■ WHAT YOU NEED TO DO:
Could you transcribe the college admissions article word for word, from "The family won’t" up to and including "admission at Williams."?

The family won’t tap tax-deferred retirement accounts, she said. Jill, who visited Hopkins with Mark in April as magnolia trees began to blossom there, worked in employee benefits for 14 years and is no longer employed. Her husband, George, 60, is an environmental scientist for California’s Orange County.

“It is definitely a surprise that as many students are accepting our offers in light of the economy,” Munoz said. Rice’s yield climbed to 36.7 percent, from 35 percent a year earlier, he said.

The Index of Consumer Sentiment increased to 68.7 in May from 65.1 in April and 59.8 in May 2008. The number peaked at 96.9 in January 2007.

Confident or not, parents and students began visiting schools 18 months ago, before the economy soured, said Philip Smith, the former dean of admission at Williams.

‘Heart Set’

“Kids get their heart set on a school,” said Smith, who in retirement still reads applications. “The mind-set came earlier than the downturn. That may explain something about this year.”

■ Extracted data entries:

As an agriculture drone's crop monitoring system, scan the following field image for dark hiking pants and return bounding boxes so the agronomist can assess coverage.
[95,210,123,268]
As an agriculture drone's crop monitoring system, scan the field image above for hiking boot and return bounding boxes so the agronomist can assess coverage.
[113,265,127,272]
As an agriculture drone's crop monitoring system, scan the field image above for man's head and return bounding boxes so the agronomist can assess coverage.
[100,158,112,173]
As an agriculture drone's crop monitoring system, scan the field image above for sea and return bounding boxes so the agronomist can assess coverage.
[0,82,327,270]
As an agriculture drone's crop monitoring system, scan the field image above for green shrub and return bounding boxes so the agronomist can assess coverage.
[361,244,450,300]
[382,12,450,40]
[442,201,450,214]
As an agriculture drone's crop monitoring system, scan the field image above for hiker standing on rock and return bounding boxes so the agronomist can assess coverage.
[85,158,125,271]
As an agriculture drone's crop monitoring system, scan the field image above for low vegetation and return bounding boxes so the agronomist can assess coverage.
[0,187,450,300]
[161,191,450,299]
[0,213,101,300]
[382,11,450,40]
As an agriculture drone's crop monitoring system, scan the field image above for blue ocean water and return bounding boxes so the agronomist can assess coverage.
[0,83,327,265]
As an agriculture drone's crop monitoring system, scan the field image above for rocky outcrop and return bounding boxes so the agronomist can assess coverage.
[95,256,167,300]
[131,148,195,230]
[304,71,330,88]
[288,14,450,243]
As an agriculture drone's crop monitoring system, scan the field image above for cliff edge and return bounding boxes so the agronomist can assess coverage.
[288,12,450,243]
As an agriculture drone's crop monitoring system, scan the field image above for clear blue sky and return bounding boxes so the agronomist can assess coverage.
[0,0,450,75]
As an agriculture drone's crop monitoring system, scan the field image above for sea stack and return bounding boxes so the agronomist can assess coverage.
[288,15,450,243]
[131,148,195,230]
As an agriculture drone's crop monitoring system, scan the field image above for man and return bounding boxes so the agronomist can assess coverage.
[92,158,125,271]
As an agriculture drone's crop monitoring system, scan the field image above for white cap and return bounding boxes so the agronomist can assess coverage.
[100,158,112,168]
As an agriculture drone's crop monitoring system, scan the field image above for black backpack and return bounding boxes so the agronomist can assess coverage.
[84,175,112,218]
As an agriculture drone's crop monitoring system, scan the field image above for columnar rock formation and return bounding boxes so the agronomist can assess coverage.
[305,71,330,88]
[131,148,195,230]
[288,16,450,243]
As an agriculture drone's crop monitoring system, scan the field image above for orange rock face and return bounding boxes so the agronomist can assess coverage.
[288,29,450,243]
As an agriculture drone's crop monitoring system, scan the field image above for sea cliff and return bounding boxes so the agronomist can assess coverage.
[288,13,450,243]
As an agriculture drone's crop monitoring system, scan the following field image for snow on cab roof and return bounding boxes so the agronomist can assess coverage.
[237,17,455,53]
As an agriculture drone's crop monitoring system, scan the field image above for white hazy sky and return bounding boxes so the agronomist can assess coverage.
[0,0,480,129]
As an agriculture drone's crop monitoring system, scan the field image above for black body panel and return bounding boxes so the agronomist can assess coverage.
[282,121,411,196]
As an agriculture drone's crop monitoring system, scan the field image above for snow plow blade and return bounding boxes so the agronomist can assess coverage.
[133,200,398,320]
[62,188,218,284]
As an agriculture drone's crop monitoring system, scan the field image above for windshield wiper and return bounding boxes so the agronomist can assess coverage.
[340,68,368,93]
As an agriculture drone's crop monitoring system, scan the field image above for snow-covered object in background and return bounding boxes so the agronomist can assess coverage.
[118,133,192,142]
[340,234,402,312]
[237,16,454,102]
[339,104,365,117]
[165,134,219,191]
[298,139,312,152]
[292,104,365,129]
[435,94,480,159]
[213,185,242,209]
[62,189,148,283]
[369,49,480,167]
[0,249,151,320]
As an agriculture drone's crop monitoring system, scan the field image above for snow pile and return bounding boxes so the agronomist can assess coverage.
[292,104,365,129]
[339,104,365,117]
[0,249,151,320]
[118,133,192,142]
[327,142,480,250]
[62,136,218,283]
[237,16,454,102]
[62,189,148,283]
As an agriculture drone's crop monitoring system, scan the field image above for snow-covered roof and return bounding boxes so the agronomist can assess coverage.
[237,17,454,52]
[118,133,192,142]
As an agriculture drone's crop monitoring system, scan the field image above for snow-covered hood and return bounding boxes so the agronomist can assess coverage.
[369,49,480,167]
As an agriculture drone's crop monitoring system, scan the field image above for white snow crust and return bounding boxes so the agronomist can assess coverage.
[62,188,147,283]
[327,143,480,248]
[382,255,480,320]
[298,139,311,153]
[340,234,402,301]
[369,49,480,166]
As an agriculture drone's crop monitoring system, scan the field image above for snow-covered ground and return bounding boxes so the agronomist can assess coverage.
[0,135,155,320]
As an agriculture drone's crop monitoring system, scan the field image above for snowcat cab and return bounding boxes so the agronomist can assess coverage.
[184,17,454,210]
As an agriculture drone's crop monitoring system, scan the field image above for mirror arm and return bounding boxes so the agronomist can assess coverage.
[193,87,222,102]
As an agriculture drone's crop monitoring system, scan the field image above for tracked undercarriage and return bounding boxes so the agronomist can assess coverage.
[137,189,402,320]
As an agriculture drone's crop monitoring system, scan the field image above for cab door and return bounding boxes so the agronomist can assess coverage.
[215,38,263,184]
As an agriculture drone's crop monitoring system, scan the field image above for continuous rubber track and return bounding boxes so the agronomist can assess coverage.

■ RESPONSE TO THIS EXERCISE:
The family won’t tap tax-deferred retirement accounts, she said. Jill, who visited Hopkins with Mark in April as magnolia trees began to blossom there, worked in employee benefits for 14 years and is no longer employed. Her husband, George, 60, is an environmental scientist for California’s Orange County.

“It is definitely a surprise that as many students are accepting our offers in light of the economy,” Munoz said. Rice’s yield climbed to 36.7 percent, from 35 percent a year earlier, he said.

The Index of Consumer Sentiment increased to 68.7 in May from 65.1 in April and 59.8 in May 2008. The number peaked at 96.9 in January 2007.

Confident or not, parents and students began visiting schools 18 months ago, before the economy soured, said Philip Smith, the former dean of admission at Williams.